**EXERCISE**
Pictures in the data should be dropped; transcribe exactly the lines from the one that has "point: one pixel per instance, each like <point>398,273</point>." through the one that has "point: one pixel per instance, each like <point>205,127</point>.".

━━━━━━━━━━━━━━━━━━━━━━━━━━━━━━

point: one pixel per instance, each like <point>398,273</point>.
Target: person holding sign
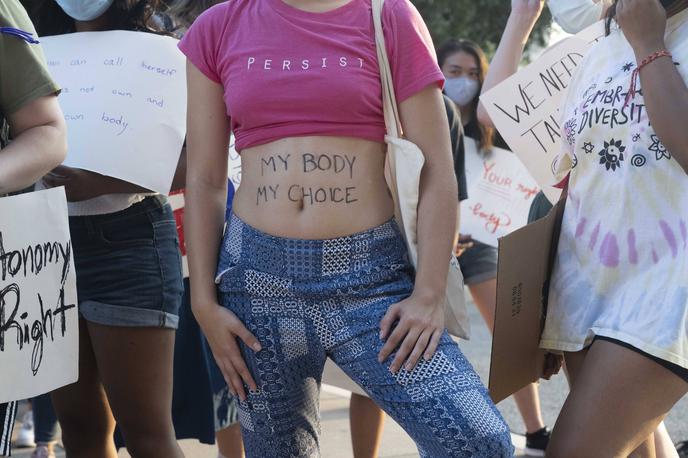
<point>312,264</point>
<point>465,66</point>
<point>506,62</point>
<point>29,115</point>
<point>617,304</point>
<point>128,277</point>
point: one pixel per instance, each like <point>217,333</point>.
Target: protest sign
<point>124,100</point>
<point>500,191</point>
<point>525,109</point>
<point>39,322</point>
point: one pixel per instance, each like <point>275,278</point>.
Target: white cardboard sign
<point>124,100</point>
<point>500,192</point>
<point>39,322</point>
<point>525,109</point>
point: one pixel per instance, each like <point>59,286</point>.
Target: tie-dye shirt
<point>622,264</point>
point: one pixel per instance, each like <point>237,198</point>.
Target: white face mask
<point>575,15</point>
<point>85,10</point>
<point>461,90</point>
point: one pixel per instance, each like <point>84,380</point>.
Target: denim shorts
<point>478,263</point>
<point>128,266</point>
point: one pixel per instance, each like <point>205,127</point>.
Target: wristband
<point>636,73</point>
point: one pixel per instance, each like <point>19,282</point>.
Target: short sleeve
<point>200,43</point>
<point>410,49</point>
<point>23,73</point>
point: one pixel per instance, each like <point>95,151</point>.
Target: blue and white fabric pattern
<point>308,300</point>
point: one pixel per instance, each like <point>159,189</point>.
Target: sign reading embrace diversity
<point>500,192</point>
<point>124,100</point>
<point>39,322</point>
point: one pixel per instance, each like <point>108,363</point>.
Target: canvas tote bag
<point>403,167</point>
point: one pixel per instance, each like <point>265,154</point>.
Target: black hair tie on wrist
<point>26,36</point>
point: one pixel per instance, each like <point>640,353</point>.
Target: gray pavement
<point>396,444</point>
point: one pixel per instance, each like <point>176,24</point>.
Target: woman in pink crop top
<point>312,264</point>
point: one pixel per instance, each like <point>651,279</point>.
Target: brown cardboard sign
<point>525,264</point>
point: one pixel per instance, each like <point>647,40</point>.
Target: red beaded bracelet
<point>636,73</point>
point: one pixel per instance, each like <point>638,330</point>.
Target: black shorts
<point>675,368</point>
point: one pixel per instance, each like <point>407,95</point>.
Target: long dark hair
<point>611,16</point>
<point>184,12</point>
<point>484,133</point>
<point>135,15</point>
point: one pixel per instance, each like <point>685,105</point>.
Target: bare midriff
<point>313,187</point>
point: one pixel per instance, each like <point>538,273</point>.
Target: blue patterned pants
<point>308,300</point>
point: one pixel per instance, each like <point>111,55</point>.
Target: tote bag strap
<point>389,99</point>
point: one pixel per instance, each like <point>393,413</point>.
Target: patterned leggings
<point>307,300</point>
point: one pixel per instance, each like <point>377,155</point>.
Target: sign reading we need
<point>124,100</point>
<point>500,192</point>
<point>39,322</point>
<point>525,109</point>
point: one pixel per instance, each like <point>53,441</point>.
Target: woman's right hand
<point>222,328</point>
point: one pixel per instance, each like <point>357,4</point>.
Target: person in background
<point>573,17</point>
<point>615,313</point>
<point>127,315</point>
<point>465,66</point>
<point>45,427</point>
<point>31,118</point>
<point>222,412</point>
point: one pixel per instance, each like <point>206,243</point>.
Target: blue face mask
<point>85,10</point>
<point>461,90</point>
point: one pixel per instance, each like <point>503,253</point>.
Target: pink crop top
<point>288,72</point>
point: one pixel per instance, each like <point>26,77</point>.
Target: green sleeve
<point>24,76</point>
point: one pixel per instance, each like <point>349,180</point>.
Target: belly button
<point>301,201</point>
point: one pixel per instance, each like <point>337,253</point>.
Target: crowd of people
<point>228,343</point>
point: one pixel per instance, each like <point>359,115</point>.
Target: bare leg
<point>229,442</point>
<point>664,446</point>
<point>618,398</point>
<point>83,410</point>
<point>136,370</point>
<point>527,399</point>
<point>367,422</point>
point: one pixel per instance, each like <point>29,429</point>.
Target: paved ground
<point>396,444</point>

━━━━━━━━━━━━━━━━━━━━━━━━━━━━━━

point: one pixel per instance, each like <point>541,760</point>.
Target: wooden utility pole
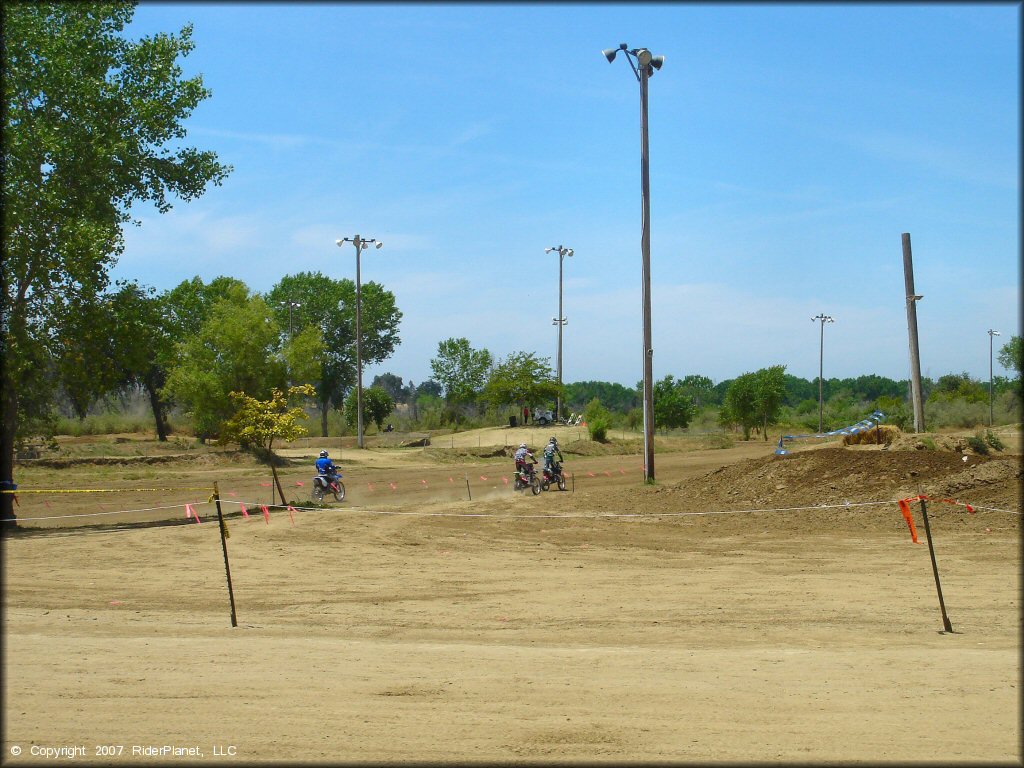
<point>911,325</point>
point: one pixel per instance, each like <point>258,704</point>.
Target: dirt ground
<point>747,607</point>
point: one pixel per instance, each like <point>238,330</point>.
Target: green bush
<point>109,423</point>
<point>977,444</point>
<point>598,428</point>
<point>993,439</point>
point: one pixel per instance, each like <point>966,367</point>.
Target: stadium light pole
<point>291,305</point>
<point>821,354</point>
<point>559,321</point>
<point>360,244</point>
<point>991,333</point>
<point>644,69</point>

━━━━━━━━━━━━━━━━━━━━━━━━━━━━━━

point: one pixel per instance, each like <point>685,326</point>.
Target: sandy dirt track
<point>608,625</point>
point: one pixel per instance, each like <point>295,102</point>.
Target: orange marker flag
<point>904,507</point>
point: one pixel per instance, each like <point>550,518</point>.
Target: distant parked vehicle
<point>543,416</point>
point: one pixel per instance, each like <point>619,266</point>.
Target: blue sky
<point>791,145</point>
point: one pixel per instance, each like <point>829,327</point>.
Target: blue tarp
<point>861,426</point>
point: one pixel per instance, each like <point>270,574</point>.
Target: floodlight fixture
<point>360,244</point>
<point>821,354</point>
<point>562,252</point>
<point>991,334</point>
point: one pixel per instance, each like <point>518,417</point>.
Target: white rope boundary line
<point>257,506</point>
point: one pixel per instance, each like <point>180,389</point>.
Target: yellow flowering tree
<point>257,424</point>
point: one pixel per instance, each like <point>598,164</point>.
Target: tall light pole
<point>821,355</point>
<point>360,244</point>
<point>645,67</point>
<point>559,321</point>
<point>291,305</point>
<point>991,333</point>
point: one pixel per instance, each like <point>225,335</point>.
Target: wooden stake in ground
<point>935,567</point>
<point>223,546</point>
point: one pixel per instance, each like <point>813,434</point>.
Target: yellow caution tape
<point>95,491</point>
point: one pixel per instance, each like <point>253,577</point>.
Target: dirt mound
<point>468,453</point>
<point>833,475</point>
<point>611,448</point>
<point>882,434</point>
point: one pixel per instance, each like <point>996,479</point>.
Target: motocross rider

━━━━━━━━━━━━━━━━━━━━━━━━━━━━━━

**ANSWER BOX**
point: one pixel per instance, each like <point>398,273</point>.
Target: person holding sign
<point>312,264</point>
<point>465,66</point>
<point>506,62</point>
<point>29,115</point>
<point>617,304</point>
<point>128,277</point>
point: one pixel per instance, each like <point>217,333</point>.
Target: protest sign
<point>124,100</point>
<point>500,191</point>
<point>525,109</point>
<point>39,322</point>
point: one pixel per instance, each like <point>275,278</point>.
Target: white cardboard sign
<point>124,100</point>
<point>500,192</point>
<point>39,322</point>
<point>525,109</point>
point: one pixel per instance, each like <point>59,286</point>.
Target: tie-dye shirt
<point>622,264</point>
point: one pixel per instance, each like <point>237,198</point>.
Target: white face mask
<point>575,15</point>
<point>85,10</point>
<point>461,90</point>
point: one pixel per instance, each like <point>84,380</point>.
Target: denim shorts
<point>478,263</point>
<point>128,266</point>
point: one pixel per instance, each like <point>205,127</point>.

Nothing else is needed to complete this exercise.